SOURCE RECORDS START

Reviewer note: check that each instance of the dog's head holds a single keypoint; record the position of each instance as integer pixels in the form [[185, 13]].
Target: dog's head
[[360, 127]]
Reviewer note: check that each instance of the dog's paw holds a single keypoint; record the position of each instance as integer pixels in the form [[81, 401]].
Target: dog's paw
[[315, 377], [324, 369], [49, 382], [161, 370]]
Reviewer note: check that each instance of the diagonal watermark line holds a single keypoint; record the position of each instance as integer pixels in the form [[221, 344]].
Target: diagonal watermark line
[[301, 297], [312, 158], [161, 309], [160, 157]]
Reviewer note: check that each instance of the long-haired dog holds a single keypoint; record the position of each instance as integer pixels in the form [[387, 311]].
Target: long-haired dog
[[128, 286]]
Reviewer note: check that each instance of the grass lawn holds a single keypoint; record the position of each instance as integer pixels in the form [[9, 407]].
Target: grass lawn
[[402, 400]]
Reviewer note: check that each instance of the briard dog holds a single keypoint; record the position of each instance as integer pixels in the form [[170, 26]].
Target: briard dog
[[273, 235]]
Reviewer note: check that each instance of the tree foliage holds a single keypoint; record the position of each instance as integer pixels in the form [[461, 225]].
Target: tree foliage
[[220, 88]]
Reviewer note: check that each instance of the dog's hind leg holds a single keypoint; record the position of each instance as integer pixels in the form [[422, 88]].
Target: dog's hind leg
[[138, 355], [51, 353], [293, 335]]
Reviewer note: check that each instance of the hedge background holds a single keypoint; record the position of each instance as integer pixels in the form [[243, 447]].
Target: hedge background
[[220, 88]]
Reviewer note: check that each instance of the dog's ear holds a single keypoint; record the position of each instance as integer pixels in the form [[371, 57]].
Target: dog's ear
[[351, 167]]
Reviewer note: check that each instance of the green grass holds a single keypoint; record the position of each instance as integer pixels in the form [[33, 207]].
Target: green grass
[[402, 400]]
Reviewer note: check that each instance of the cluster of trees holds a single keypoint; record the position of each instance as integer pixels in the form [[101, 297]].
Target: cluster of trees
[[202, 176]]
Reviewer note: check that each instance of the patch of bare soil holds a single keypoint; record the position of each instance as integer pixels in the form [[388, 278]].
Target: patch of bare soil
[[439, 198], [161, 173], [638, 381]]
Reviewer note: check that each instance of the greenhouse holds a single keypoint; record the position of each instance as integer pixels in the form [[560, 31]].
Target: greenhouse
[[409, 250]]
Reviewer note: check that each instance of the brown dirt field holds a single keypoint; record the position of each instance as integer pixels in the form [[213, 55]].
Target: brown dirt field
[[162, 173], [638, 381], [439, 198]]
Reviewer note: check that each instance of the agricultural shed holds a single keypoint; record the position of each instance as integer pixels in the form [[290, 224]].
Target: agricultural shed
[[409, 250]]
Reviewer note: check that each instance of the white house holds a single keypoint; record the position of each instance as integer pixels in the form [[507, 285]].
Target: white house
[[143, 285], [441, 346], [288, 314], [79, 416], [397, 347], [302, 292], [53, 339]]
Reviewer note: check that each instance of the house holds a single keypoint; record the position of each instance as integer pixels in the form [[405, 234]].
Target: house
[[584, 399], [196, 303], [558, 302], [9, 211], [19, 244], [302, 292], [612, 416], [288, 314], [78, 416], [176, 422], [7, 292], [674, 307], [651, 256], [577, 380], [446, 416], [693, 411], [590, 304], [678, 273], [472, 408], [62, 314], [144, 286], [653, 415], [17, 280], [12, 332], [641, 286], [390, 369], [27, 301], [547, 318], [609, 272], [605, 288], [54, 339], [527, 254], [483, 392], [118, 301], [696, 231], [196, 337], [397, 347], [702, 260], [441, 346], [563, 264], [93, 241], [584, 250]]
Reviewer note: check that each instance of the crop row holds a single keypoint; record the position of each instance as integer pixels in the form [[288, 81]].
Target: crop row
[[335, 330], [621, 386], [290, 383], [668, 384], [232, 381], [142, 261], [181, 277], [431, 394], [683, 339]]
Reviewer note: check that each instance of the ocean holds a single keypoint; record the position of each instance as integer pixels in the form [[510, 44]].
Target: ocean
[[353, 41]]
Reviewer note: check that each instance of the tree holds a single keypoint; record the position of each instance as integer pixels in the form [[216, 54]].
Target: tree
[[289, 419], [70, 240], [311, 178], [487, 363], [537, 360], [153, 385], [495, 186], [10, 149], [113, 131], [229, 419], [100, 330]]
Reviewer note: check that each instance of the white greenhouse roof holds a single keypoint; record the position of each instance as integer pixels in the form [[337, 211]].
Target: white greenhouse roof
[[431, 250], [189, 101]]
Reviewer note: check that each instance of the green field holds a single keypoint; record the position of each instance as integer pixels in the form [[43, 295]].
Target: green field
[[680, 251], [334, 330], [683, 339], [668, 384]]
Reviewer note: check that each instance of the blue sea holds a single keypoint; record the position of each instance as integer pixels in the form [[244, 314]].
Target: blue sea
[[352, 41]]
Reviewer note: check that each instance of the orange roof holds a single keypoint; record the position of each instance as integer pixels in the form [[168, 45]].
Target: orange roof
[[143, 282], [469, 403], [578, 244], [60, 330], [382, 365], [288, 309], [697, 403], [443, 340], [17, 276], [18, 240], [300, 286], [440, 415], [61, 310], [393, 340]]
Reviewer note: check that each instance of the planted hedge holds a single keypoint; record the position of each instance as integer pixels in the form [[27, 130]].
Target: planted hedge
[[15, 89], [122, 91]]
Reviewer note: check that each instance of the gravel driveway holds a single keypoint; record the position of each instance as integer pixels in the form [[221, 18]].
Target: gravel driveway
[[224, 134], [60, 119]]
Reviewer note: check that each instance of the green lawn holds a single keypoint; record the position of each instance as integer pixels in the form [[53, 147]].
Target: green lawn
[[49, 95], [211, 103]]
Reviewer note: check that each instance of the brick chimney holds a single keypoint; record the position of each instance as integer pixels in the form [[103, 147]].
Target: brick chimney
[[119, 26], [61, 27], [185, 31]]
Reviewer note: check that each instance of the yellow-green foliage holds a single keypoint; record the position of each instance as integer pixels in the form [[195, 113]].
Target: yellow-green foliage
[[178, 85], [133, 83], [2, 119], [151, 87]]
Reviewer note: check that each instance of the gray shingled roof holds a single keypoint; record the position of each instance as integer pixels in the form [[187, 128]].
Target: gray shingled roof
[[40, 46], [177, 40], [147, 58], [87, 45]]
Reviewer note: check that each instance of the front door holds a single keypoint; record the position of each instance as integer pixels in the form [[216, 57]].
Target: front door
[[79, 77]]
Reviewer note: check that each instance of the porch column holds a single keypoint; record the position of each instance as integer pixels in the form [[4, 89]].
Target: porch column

SOURCE RECORDS END

* WHAT YOU SHOULD DO
Check each line of the records above, and copy those that hold the word "porch".

* WRITTEN SOLUTION
Reviewer note: check that each instance of the porch column holds a single keypoint; record the position of each instance as integer pixels in the form [[4, 89]].
Target: porch column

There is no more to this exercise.